**Short problem a**
Can you rewrite the records below as a two-column CSV with the columns "request" and "answer", one row per record? Begin with the first record and stop after the line containing "[[0, 227, 101, 374]]". Put each field in double quotes and turn its line breaks into spaces.

■ ■ ■ ■

# Kohler SV540 Timing



## RKDOC (Jun 20, 2006)

A man brought me a Kohler SV540-0016 Serial 3627615493. He purchased a new short block from Sears. Had installed the engine but could not get it to start. I checked for spark, fuel to the cylinder (plug wet after cranking) verified fuel pump was working. Checked after fire solenoid, checked magneto gap, checked valve lash. Engine cranks good but will not start.

When I was checking the valves I noticed that the flywheel magnet was 180 degrees from the magneto at TDC. Should not the magnet be close to the coil at TDC? I asked the man if he had installed the flywheel with the key in the key way. He said yes. I put the engine back at TDC (on both strokes) and the piston is near the bottom of the stroke.

Someone please help me if my thinking is wrong, but it seems to me that someone at the factory did not align the timing marks when assembling the engine. Any thoughts, comments, or help on this will be greatly appreciated.


----------



## 30yearTech (Sep 14, 2006)

Take the flywheel back off and check the key. If the customer did not torque the flywheel good, he could have sheared the key when he first tried to start it. You are correct the flywheel magnets should be close to the mag when the piston is near TDC or slightly before TDC.


----------



## RKDOC (Jun 20, 2006)

Thanks 30 year. I needed that confirmation.


----------



## 30yearTech (Sep 14, 2006)

RKDOC said:


> Thanks 30 year. I needed that confirmation.


Well..... Did you get it figured out??? Hope it was just a sheared key.


----------



## RKDOC (Jun 20, 2006)

Key was not sheared. Sears wanted the old one back and are sending a new one out. I won't be tearing into this one to actually see. I am sure though that the gears were not aligned properly. 
Thanks for the help.


----------

■ ■ ■ ■

**Short problem b**
In the Kohler SV540 timing thread, where did the man buy the new short block?

■ ■ ■ ■

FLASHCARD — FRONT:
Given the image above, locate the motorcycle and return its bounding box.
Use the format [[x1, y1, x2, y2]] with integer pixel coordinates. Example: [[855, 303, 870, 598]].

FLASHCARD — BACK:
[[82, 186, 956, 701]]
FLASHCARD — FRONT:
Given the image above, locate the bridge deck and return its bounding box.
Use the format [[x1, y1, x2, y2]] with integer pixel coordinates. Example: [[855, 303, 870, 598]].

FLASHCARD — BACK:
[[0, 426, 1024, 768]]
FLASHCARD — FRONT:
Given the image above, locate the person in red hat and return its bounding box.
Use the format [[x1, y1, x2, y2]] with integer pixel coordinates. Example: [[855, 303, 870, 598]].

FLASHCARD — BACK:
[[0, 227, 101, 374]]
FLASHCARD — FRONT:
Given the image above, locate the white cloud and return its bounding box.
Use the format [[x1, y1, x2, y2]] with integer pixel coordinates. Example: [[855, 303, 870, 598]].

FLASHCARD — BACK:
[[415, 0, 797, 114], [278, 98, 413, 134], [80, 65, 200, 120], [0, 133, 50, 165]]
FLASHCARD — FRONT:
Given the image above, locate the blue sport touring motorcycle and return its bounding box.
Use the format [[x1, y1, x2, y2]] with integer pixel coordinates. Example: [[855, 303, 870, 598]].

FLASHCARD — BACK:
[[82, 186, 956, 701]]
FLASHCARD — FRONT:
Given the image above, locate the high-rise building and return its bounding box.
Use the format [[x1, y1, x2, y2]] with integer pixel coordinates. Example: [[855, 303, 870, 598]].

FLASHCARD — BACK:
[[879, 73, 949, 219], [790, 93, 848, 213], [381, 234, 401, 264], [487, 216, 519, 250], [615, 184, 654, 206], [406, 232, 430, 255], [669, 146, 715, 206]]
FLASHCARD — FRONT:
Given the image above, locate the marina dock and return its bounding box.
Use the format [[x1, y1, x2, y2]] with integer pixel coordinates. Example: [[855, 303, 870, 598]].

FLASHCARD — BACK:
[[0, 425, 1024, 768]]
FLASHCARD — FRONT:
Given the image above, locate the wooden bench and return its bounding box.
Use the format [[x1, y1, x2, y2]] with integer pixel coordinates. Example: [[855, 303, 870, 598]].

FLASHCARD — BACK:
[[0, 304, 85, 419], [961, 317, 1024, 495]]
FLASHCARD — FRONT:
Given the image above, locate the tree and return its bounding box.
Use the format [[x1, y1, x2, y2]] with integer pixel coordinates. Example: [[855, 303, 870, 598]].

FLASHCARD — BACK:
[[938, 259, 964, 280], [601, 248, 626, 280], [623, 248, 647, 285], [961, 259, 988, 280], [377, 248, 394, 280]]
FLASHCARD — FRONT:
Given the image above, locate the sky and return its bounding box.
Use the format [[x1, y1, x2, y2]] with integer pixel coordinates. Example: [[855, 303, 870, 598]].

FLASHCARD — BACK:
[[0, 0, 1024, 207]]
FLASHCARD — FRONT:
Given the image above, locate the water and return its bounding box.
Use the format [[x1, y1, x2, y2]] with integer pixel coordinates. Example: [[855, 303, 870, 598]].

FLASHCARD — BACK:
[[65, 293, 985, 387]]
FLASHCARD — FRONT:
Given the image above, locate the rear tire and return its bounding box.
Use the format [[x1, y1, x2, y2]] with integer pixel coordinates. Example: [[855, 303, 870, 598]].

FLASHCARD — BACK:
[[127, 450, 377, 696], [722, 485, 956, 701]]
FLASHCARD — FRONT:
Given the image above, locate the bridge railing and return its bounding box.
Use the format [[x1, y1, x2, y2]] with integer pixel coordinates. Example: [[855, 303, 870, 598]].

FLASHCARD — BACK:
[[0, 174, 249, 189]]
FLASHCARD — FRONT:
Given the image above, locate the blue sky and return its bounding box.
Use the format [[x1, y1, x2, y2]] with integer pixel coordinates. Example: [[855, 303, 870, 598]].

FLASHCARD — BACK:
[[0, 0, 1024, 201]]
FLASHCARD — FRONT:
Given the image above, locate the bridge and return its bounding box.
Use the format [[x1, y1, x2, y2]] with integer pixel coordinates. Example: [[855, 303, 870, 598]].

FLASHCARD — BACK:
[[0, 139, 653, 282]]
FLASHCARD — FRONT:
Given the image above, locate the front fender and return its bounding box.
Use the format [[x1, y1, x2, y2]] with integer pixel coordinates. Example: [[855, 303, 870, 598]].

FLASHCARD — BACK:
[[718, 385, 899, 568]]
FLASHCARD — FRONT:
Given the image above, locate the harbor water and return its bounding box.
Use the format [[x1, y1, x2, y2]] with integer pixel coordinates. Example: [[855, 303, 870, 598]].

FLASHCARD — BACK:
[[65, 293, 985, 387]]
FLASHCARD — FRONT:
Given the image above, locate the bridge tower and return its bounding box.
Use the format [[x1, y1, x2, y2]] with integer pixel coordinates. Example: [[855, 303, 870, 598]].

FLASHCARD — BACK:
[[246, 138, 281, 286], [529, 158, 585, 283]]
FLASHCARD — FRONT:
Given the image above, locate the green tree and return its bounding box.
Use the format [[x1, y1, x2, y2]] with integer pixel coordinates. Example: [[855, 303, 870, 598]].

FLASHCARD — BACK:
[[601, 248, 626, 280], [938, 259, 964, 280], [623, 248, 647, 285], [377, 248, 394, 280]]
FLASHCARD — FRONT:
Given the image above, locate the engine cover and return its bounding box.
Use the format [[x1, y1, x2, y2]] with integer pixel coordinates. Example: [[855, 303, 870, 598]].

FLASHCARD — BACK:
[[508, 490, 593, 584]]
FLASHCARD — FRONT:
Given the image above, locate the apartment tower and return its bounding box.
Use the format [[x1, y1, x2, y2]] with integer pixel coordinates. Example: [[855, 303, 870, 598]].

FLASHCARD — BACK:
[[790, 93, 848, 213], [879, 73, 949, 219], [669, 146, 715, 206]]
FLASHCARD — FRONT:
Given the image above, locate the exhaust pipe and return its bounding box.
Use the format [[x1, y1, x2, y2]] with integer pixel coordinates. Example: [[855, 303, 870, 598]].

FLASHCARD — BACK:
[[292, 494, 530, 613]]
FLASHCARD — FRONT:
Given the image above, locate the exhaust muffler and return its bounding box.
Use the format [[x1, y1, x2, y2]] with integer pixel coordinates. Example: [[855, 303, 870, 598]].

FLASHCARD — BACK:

■ ■ ■ ■

**Result a**
request,answer
"FLASHCARD — FRONT: Given the image above, locate the motorcycle and return its bounding box. Use the format [[x1, y1, x2, y2]] with integer pixel coordinates. Example: [[855, 303, 870, 598]]. FLASHCARD — BACK:","[[82, 186, 956, 701]]"
"FLASHCARD — FRONT: Given the image above, locate the bridge deck and return its bounding box. Use the format [[x1, y1, x2, y2]] with integer pixel coordinates. Example: [[855, 303, 870, 598]]. FLASHCARD — BACK:","[[0, 426, 1024, 768]]"
"FLASHCARD — FRONT: Given the image above, locate the person in red hat and return its bounding box. Use the format [[x1, y1, x2, y2]] with integer pixel coordinates. Example: [[855, 303, 870, 598]]. FLASHCARD — BACK:","[[0, 227, 101, 374]]"

**Result b**
He bought it from Sears.